In the lines below, find the one that contains "Each instance of the grey" and write it out exactly, along with every line that follows it.
· · · · ·
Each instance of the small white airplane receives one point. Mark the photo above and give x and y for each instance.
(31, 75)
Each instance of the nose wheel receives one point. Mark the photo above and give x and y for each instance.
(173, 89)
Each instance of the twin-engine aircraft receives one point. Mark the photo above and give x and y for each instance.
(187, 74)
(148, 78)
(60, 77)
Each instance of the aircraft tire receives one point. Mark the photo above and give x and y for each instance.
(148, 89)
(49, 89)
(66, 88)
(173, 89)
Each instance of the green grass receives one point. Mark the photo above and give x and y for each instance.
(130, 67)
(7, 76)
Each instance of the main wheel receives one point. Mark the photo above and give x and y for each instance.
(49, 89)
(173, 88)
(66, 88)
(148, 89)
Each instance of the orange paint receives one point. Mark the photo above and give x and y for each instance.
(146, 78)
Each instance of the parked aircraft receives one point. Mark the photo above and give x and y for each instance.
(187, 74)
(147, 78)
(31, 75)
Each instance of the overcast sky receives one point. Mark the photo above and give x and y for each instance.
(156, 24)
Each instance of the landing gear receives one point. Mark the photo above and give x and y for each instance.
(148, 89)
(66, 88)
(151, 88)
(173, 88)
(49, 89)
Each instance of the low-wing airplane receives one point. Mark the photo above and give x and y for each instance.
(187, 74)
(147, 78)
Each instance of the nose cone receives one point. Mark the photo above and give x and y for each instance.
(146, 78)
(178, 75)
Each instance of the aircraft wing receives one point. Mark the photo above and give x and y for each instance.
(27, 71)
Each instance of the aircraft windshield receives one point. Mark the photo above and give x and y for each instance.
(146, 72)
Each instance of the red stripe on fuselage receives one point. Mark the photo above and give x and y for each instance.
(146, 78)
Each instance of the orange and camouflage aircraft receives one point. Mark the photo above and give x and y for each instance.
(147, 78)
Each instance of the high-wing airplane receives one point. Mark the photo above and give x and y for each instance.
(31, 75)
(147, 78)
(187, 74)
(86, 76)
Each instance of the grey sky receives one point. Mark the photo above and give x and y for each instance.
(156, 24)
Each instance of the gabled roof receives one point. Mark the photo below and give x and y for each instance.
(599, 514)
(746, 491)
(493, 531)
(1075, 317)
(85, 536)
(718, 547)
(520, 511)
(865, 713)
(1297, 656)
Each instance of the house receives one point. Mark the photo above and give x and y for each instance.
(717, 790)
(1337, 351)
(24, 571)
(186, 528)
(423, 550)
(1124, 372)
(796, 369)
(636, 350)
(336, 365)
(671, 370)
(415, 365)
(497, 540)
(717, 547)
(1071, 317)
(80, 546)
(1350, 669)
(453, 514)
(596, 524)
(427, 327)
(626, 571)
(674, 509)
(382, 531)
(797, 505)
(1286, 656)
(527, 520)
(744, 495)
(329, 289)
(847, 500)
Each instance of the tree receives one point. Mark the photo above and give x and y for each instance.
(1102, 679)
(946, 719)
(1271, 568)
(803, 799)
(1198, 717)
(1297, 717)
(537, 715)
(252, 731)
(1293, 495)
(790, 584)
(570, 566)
· · · · ·
● **In response**:
Each instance of the grey sky receives one point. Mark the photo above and give x and y for each instance.
(156, 24)
Each instance of the gabled roof receives one point. Mark the photo below and give x and y for each instance.
(599, 514)
(746, 491)
(493, 531)
(1075, 317)
(85, 536)
(718, 547)
(520, 511)
(865, 713)
(1297, 656)
Each instance of the house receives one point. Mark the photo above and give x and y for each instance.
(717, 790)
(1337, 351)
(24, 571)
(186, 528)
(423, 550)
(1124, 372)
(796, 369)
(636, 350)
(336, 365)
(671, 370)
(415, 365)
(497, 540)
(717, 547)
(1071, 317)
(80, 546)
(1350, 669)
(453, 514)
(596, 524)
(427, 327)
(626, 571)
(674, 509)
(382, 531)
(797, 505)
(1286, 656)
(527, 520)
(744, 495)
(329, 289)
(847, 500)
Each instance of the tree receives one point. Mark the photo above and give x and y for each instance.
(1102, 679)
(946, 719)
(1271, 568)
(803, 799)
(1198, 717)
(1297, 717)
(537, 715)
(252, 731)
(1293, 495)
(790, 584)
(570, 566)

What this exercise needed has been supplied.